How to complete this task
Give the data again in its entirety, exactly as provided.

The data
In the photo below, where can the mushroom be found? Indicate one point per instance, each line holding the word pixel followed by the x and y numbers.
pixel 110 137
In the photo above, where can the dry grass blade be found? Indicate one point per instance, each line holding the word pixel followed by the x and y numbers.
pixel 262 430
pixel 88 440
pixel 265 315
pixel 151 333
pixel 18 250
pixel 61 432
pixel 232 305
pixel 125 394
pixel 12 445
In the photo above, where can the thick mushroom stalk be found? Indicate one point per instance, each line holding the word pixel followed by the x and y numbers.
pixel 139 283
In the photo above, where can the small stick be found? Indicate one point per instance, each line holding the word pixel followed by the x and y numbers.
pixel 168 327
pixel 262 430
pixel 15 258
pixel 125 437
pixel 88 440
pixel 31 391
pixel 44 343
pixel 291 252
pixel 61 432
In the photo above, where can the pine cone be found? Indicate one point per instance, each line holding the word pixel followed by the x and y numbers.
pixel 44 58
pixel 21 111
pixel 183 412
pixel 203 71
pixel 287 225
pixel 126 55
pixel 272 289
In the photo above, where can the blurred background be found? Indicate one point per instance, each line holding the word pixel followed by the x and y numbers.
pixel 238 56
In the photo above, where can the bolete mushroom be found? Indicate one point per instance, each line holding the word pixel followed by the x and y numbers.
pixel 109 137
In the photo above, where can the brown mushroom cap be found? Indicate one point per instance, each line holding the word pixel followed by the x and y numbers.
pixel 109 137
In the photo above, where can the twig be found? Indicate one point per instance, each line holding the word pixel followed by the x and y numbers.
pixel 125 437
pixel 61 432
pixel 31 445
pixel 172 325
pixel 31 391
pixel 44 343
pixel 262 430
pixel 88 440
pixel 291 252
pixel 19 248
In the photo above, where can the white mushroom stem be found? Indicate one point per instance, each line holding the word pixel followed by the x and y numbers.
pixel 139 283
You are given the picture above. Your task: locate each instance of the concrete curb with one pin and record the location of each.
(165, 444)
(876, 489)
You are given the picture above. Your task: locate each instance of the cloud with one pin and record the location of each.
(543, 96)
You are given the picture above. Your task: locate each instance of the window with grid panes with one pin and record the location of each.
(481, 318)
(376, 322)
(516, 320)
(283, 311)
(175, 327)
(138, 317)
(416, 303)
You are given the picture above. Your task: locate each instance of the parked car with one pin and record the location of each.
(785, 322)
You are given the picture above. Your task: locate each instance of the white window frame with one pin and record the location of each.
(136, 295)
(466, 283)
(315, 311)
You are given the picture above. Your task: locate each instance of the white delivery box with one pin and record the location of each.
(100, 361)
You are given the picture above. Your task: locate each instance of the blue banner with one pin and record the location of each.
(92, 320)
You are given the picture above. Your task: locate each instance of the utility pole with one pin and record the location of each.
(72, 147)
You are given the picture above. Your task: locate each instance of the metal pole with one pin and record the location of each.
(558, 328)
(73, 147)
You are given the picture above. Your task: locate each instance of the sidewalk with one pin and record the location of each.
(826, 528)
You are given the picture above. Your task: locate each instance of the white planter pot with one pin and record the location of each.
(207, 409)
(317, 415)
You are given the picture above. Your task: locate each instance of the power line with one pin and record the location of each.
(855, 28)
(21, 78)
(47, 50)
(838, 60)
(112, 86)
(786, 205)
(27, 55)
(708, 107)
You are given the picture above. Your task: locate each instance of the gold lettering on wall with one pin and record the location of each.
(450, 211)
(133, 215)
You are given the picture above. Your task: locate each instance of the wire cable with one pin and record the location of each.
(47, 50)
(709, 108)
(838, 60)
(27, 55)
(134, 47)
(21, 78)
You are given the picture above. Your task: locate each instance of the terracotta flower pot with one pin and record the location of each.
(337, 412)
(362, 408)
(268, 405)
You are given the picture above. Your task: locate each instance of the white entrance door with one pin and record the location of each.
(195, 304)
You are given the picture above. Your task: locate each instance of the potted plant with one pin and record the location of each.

Solution for this exercise
In the photo below, where can the mushroom be found? Indicate one point per instance, each line holding the word pixel followed by the x and y numbers.
pixel 110 137
In the photo above, where can the dry grass blade be found? Indicate one point per instance, each line holding the word pixel followed by the x and y numbers.
pixel 262 430
pixel 88 440
pixel 265 315
pixel 151 333
pixel 18 250
pixel 61 432
pixel 232 305
pixel 125 394
pixel 12 445
In the photo above, where can the thick mushroom stalk be found? Indicate one point per instance, each line holding the word pixel followed by the x and y numbers.
pixel 139 283
In the photo above, where can the small stick be found? Indicate one point per instance, each line holding the word pixel followed by the x and y numbers.
pixel 168 327
pixel 262 430
pixel 15 258
pixel 125 437
pixel 88 440
pixel 31 391
pixel 44 343
pixel 291 252
pixel 61 432
In the photo above, where can the pine cone be found? Indicate one point per instance, each line holding the word pixel followed by the x and y numbers.
pixel 44 58
pixel 21 111
pixel 183 412
pixel 203 71
pixel 287 225
pixel 126 55
pixel 272 289
In the photo above, where can the blurred background be found? Indicate one point per instance, each line holding the word pixel followed by the x and y numbers.
pixel 238 56
In the photo above, where can the bolete mushroom be found? Indicate one point per instance, each line holding the word pixel followed by the x and y numbers.
pixel 109 137
In the photo above, where can the brown mushroom cap be found? Indicate one point per instance, each line holding the word pixel followed by the x and y numbers.
pixel 109 137
In the photo above, where can the twig be found? Indicate one point per instance, each line holding the word pixel followed by the x and y numbers.
pixel 125 437
pixel 61 432
pixel 31 445
pixel 172 325
pixel 31 391
pixel 44 343
pixel 262 430
pixel 88 440
pixel 291 252
pixel 19 248
In the photo above, where can the white mushroom stem be found? Indicate one point per instance, each line holding the word pixel followed by the x and y numbers.
pixel 139 283
You are given the picture above. Your task: locate each instance of the concrete curb with one pin and record the location of each.
(165, 444)
(876, 489)
You are given the picture above. Your task: locate each instance of the cloud with one pin and record the location of each.
(543, 96)
You are given the picture above. Your task: locate each instance of the window with grid panes with one pin and record the location of each.
(481, 318)
(376, 322)
(516, 320)
(283, 311)
(175, 327)
(138, 317)
(416, 303)
You are given the picture above. Your task: locate each instance of the parked car with one pin and record the location of each.
(785, 322)
You are given the picture above. Your task: locate each instance of the white window frame with one pin and record the location of each.
(136, 295)
(466, 283)
(315, 311)
You are given the picture above. Your task: locate each instance of the white delivery box with one pin and record the location of each.
(100, 361)
You are given the picture above. Your task: locate each instance of the blue banner with one pin and record the location of each.
(92, 320)
You are given the picture above. Your task: locate each instance of the utility pole with one pin and record the location of each.
(72, 147)
You are given the picture above. Your task: locate each instance of the metal pole with one pin and record the location of each.
(558, 328)
(73, 147)
You are given the picture above. Your task: locate each instance of the sidewalk with one pin and record the location of each.
(826, 528)
You are given the picture above. Your task: locate each instance of the white planter pot with one pin and record the location of each.
(207, 409)
(317, 415)
You are given the picture above. Your task: locate each instance of the power line with one pin and record the location of each.
(855, 28)
(21, 78)
(47, 50)
(838, 60)
(112, 86)
(786, 205)
(27, 55)
(708, 107)
You are given the picture above. Your task: locate each instance of the gold lettering on wall with one pin and record the location of each.
(450, 211)
(133, 215)
You are given the picture above. Your task: locate each instance of the wire cable with one pin and record the location of each.
(47, 50)
(709, 108)
(838, 60)
(27, 55)
(134, 47)
(21, 78)
You are given the picture above. Your task: locate each instance of the terracotta flower pot with one pin and record the location of each.
(337, 412)
(362, 408)
(268, 405)
You are given the picture above. Your task: locate each instance of the white entrance door with one pin and record the location of each.
(195, 304)
You are given the picture above. Your task: locate each instance of the potted plant with one pin and record the location of each.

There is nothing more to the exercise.